[Named object pointing entries]
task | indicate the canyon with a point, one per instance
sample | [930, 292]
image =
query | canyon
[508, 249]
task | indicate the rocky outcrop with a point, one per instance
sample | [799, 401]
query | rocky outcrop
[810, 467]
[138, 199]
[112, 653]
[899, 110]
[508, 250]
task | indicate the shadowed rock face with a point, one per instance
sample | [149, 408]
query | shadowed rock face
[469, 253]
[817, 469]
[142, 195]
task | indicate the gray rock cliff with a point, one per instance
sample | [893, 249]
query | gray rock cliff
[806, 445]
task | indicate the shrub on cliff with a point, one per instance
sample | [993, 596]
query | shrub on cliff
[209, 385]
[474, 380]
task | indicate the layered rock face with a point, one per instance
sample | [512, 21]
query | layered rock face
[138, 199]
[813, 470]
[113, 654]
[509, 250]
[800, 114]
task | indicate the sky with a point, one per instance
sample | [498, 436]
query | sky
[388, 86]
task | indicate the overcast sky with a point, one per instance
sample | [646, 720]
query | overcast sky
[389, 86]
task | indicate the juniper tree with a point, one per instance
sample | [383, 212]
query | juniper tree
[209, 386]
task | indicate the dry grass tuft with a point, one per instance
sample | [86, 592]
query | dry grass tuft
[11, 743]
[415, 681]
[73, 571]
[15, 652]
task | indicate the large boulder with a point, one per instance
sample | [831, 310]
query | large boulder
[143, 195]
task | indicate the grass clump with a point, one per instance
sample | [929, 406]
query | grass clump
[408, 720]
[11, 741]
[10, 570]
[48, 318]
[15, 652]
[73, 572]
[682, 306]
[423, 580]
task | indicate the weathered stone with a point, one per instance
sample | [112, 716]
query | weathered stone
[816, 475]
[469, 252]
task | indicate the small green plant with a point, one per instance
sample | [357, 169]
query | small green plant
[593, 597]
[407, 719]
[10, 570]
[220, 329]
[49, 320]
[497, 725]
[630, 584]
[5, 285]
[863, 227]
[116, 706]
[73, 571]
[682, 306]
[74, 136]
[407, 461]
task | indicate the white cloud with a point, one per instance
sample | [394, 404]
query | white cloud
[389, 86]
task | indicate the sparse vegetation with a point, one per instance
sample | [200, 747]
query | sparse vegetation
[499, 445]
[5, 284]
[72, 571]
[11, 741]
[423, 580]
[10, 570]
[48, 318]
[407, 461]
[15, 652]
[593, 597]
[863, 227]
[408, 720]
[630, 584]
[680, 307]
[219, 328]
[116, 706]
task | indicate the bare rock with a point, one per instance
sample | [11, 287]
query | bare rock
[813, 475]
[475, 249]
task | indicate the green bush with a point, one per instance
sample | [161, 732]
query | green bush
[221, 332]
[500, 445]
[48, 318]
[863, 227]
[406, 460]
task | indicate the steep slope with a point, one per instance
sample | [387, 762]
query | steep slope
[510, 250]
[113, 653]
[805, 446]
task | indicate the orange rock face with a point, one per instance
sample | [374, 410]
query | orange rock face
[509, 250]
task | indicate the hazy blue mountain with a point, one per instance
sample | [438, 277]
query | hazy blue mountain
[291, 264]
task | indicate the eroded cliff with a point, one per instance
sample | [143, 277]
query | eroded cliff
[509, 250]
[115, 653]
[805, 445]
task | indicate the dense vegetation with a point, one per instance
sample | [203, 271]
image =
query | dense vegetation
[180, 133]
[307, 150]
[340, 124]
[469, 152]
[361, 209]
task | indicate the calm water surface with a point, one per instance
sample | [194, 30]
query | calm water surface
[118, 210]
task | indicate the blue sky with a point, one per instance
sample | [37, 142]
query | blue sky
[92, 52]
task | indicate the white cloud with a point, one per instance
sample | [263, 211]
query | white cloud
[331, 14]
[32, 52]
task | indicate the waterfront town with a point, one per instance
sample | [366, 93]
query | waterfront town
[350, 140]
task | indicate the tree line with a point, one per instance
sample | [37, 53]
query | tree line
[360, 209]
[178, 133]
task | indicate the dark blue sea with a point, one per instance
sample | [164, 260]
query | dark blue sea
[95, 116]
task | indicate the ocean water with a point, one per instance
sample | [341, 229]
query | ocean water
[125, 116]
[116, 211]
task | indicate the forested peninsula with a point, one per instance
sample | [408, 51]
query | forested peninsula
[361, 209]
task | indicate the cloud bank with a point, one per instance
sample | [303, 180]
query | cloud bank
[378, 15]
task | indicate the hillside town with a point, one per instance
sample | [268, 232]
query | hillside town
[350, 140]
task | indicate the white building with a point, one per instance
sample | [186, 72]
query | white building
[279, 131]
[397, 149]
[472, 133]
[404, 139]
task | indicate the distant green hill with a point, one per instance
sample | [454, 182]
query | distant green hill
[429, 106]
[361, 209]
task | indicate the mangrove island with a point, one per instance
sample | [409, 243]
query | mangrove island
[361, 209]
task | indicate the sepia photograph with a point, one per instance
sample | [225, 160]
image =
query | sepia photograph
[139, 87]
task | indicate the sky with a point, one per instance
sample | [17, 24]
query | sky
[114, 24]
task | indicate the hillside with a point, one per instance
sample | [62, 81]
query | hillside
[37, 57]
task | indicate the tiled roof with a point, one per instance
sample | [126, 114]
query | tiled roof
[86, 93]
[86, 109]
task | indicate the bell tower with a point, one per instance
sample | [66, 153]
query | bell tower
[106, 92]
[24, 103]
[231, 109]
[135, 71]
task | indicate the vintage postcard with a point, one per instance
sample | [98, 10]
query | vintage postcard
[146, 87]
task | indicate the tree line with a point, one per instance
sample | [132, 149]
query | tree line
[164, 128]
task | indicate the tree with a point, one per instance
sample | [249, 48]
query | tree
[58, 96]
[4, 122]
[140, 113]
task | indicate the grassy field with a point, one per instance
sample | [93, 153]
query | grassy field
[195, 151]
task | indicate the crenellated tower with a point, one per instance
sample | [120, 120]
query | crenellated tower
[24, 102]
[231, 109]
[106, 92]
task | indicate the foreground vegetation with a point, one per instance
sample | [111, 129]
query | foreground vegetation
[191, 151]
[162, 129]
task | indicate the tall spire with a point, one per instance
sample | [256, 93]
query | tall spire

_Written problem_
Copy out everything in the records above, from the line containing "task | indicate the foreground" down to the end of the records, reproducing each line unchanged.

_Written reply_
task | indicate the foreground vegetation with a point, one per instance
sample | [111, 129]
query | foreground vegetation
[191, 151]
[162, 129]
task | indicate the tall spire with a point, one per instance
sample | [256, 93]
query | tall spire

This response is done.